═════ Data

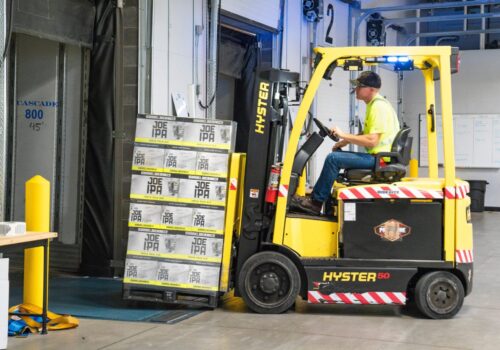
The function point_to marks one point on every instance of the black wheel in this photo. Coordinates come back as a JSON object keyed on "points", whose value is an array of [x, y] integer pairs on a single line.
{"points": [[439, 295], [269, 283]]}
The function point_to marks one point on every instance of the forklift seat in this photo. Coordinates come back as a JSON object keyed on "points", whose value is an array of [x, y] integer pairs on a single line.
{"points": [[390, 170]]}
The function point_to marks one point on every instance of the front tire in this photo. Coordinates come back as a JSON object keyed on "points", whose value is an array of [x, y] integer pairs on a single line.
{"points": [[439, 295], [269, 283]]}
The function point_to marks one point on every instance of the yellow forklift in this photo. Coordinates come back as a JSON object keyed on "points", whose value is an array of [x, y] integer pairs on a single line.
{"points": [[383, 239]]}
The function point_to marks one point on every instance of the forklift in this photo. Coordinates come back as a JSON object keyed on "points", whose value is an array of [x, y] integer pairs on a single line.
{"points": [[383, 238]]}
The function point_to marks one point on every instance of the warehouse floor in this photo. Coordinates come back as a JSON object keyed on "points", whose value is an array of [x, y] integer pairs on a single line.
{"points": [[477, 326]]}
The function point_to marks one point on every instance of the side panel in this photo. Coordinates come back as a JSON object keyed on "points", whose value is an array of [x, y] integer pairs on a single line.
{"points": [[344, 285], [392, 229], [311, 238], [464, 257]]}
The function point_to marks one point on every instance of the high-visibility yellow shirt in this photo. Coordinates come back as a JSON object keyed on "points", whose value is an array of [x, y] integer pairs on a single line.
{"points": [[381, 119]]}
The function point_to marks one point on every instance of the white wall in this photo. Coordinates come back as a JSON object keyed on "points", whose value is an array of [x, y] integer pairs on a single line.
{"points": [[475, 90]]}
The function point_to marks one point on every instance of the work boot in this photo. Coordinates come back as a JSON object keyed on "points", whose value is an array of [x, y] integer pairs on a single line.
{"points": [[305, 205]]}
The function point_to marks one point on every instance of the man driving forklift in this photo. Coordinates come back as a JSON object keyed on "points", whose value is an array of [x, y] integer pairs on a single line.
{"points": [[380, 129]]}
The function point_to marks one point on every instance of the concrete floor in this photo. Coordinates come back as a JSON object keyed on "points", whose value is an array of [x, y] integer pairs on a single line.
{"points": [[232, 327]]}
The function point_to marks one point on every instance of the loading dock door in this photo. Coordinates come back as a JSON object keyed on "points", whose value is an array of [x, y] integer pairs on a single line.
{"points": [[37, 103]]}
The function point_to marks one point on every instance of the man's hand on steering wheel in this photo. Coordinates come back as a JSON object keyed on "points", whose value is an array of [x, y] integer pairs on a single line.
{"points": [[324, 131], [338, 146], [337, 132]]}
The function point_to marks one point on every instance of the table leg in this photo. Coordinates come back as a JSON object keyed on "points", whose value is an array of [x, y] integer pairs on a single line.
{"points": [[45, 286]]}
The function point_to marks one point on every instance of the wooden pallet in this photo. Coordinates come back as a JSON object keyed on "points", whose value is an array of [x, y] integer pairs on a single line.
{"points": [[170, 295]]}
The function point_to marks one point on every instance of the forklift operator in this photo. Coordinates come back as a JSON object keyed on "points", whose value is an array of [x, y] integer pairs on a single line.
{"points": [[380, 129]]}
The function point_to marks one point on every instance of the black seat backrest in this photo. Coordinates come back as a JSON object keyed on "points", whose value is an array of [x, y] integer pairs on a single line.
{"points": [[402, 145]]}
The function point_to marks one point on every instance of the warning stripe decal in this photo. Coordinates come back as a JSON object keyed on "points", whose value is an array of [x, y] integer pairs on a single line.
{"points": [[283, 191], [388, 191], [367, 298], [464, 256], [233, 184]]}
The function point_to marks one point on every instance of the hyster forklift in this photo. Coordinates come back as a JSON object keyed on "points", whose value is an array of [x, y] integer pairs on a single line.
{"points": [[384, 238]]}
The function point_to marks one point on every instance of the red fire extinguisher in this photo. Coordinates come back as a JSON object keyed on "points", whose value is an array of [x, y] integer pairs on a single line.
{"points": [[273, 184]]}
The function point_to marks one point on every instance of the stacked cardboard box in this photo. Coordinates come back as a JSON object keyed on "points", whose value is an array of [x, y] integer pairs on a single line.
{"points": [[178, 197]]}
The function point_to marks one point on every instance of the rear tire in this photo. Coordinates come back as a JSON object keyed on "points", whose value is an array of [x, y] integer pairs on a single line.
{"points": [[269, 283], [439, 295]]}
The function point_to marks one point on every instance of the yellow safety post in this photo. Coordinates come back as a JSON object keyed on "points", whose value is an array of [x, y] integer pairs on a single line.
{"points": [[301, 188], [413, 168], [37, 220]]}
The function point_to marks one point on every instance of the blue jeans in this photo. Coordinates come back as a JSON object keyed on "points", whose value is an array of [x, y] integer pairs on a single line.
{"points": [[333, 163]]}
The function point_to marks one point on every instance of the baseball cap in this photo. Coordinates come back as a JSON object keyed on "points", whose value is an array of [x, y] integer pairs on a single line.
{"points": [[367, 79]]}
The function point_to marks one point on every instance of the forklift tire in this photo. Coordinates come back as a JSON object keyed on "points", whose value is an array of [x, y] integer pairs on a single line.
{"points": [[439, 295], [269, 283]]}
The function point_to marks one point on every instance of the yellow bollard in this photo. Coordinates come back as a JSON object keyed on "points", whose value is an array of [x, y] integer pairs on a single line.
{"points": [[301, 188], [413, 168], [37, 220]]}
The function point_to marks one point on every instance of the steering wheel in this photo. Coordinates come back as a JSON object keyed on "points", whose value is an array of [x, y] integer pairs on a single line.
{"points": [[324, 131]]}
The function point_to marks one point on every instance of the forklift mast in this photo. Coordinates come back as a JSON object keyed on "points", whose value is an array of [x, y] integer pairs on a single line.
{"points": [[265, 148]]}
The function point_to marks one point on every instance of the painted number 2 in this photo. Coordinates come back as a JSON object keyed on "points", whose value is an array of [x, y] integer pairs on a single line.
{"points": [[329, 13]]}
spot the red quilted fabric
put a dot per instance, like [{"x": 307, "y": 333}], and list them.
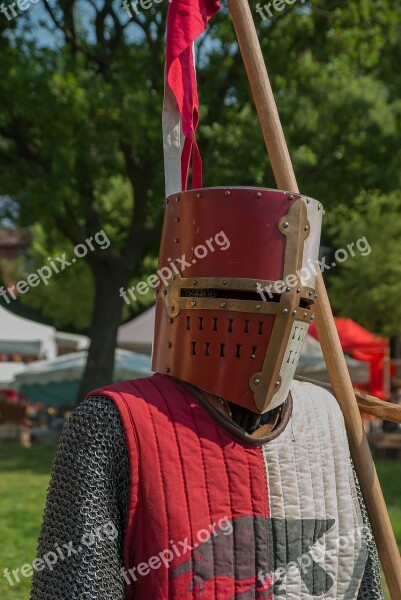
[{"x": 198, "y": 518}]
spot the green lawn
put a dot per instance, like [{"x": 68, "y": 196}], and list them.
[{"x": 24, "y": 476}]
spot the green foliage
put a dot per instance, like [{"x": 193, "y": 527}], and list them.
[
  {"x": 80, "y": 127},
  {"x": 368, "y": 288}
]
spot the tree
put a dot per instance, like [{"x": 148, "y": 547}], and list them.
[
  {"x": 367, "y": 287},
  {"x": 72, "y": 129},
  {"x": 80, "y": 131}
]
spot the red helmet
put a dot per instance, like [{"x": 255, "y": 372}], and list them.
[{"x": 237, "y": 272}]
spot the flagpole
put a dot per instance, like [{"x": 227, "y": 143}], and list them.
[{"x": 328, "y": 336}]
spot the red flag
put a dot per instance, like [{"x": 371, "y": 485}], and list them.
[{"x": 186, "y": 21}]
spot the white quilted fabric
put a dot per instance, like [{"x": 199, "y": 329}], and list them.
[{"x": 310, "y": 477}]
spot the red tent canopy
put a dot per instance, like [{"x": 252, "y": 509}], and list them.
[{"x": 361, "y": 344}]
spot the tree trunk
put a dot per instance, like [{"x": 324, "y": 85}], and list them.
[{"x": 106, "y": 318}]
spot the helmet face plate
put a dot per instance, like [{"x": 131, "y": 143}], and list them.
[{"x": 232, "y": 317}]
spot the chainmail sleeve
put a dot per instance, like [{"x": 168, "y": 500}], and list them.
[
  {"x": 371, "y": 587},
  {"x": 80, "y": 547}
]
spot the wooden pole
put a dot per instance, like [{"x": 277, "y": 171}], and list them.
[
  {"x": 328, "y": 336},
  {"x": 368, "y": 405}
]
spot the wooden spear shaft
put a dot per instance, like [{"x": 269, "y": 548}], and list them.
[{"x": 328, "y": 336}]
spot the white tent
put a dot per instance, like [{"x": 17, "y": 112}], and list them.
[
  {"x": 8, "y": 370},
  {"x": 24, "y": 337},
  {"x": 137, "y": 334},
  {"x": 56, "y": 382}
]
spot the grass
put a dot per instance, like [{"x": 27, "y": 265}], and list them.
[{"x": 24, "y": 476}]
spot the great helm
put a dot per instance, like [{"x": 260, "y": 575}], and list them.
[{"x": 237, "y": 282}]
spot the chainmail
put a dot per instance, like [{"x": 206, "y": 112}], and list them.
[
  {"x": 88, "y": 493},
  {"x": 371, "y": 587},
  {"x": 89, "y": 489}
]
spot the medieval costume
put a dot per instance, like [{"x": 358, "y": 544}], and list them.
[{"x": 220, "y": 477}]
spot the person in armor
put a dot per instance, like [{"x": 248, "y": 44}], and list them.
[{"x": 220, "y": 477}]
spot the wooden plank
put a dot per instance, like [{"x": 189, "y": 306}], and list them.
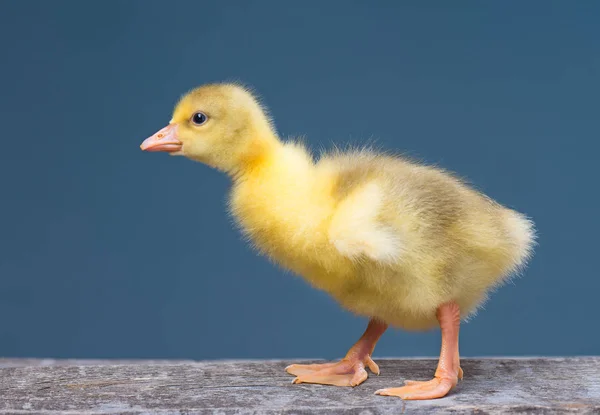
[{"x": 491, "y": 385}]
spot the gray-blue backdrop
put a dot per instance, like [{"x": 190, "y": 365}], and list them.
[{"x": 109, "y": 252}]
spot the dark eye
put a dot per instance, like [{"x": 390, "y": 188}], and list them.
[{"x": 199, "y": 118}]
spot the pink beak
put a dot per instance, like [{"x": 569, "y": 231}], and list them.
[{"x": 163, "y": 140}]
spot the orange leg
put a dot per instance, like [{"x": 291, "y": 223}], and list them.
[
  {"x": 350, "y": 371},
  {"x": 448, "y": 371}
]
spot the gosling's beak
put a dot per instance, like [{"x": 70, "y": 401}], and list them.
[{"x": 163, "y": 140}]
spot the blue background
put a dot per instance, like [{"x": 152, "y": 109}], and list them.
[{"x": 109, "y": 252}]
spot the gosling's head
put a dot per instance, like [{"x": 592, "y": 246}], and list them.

══════════

* **Action item**
Show all lines in the entries above where the string "beak" appears.

* **Result for this task**
spot the pink beak
spot the gosling's beak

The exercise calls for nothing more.